REQUIRED ACTION -
Starting at the line that contains "Query: blue rope", repeat each line exactly through the last line of the listing, and repeat nothing else.

THE RECORDS -
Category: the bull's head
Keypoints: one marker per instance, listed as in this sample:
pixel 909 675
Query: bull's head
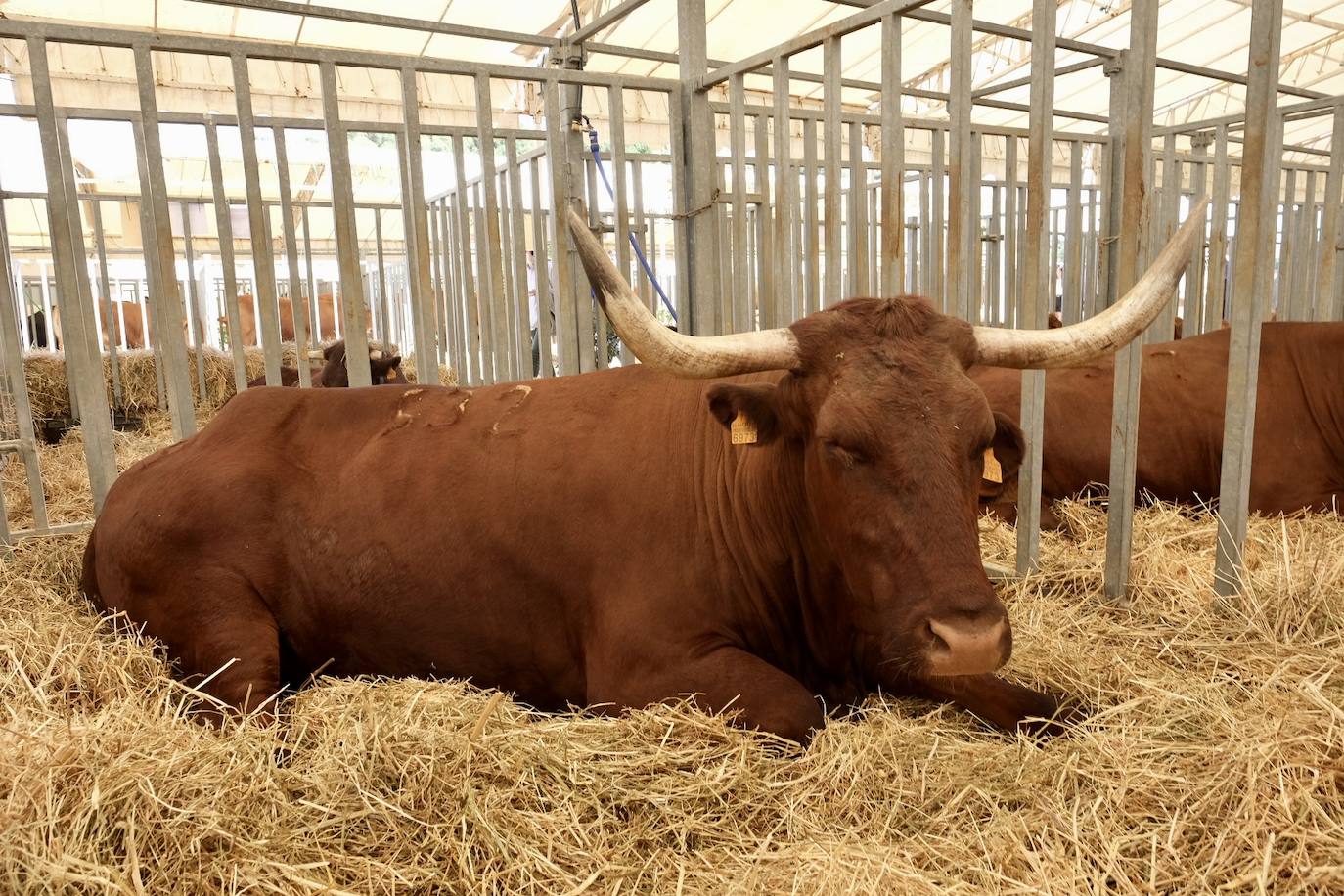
pixel 891 441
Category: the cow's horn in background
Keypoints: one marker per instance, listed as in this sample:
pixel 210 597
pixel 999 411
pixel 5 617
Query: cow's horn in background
pixel 1106 332
pixel 656 345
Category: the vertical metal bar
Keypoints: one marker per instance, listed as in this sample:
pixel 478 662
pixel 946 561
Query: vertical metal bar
pixel 1328 281
pixel 1139 72
pixel 297 305
pixel 111 323
pixel 893 158
pixel 940 233
pixel 347 247
pixel 765 244
pixel 1286 247
pixel 700 246
pixel 1074 236
pixel 785 201
pixel 567 342
pixel 492 274
pixel 1192 316
pixel 543 276
pixel 471 371
pixel 195 319
pixel 960 225
pixel 521 321
pixel 830 155
pixel 417 233
pixel 83 364
pixel 381 319
pixel 167 301
pixel 643 233
pixel 11 352
pixel 858 223
pixel 1214 289
pixel 1254 266
pixel 812 298
pixel 1300 299
pixel 311 299
pixel 263 266
pixel 1012 295
pixel 739 306
pixel 1039 157
pixel 615 124
pixel 223 226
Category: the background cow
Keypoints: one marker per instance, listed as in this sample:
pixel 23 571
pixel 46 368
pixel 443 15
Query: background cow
pixel 328 310
pixel 800 524
pixel 383 367
pixel 1298 449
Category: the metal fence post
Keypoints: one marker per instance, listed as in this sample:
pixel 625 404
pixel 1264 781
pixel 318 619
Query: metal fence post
pixel 1254 266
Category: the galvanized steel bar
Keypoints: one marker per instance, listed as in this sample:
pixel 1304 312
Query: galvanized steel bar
pixel 893 158
pixel 567 341
pixel 263 266
pixel 112 323
pixel 167 301
pixel 768 298
pixel 298 308
pixel 347 246
pixel 1074 237
pixel 1253 267
pixel 696 146
pixel 11 351
pixel 830 158
pixel 960 223
pixel 488 241
pixel 521 335
pixel 416 226
pixel 812 298
pixel 225 229
pixel 1138 112
pixel 195 316
pixel 1215 288
pixel 1329 278
pixel 1039 164
pixel 858 225
pixel 816 38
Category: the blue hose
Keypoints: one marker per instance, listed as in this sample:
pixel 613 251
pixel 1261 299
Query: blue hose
pixel 639 252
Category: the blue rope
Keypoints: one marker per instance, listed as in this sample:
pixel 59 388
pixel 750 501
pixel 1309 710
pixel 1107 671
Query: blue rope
pixel 639 252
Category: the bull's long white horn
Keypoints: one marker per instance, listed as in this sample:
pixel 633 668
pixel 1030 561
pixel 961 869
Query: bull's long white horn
pixel 1106 332
pixel 656 345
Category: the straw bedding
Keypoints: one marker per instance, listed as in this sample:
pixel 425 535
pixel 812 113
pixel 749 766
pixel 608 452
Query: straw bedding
pixel 1213 758
pixel 50 394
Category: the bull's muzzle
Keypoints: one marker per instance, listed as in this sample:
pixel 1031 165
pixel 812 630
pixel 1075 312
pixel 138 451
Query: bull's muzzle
pixel 967 644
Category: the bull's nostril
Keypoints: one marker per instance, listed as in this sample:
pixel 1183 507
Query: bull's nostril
pixel 935 640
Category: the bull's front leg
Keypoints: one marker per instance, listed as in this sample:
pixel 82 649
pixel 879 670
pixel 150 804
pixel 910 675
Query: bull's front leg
pixel 725 679
pixel 1000 702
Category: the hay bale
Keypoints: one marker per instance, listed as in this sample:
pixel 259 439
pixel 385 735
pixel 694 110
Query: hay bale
pixel 50 392
pixel 1213 758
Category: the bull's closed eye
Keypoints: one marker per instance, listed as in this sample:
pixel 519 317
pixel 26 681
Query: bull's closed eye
pixel 844 454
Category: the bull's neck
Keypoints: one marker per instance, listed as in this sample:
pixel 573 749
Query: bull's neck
pixel 783 590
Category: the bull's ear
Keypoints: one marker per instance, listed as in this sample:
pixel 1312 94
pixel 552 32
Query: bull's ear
pixel 754 407
pixel 1008 448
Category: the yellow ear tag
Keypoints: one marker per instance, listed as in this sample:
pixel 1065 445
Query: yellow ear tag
pixel 994 471
pixel 742 430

SOLUTION TO THIS TASK -
Query: blue rope
pixel 639 252
Category: the bull's long white horn
Keypoints: one marker per instance, listed as in this sample:
pixel 633 668
pixel 1030 561
pixel 961 869
Query: bull's long white horn
pixel 1106 332
pixel 656 345
Category: the straw bedding
Keypoints: one marker per instance, listed as in this sample:
pixel 425 535
pixel 812 113
pixel 749 766
pixel 608 452
Query: straw bedding
pixel 1213 758
pixel 50 394
Category: the bull's muzzle
Keypoints: one marker per instance, listed as in this sample:
pixel 1031 165
pixel 812 630
pixel 1075 312
pixel 138 451
Query: bull's muzzle
pixel 967 644
Category: the bull's nostril
Keypoints: one marker per instance, listed as in this sample:
pixel 1183 507
Query: bull's nostril
pixel 935 640
Category: the bull's front leg
Keypoints: one marker per instance, listed as in this sample:
pixel 82 649
pixel 879 670
pixel 150 804
pixel 910 675
Query: bull's front leg
pixel 725 679
pixel 1000 702
Category: the hay bale
Keypoints: one marker per instance, listed as in this sample:
pixel 259 439
pixel 385 735
pixel 694 110
Query: hay bale
pixel 50 392
pixel 1213 758
Category: the bull's closed eye
Keypoints: one marker per instance, listed as in this sample:
pixel 519 317
pixel 26 681
Query: bull's closed eye
pixel 844 454
Category: the bull's neck
Keypoints: one marker per instance, listed as in this sample:
pixel 573 749
Query: bull's neck
pixel 783 590
Category: the bull's ear
Keypoints: one marker per instance, listed as in this sample:
pixel 1312 94
pixel 552 32
Query: bull's ear
pixel 754 407
pixel 1008 448
Category: the yellow ear tag
Keypoints: one marker per instance, listed as in this sample:
pixel 1065 445
Query: yellow ear tag
pixel 994 471
pixel 742 430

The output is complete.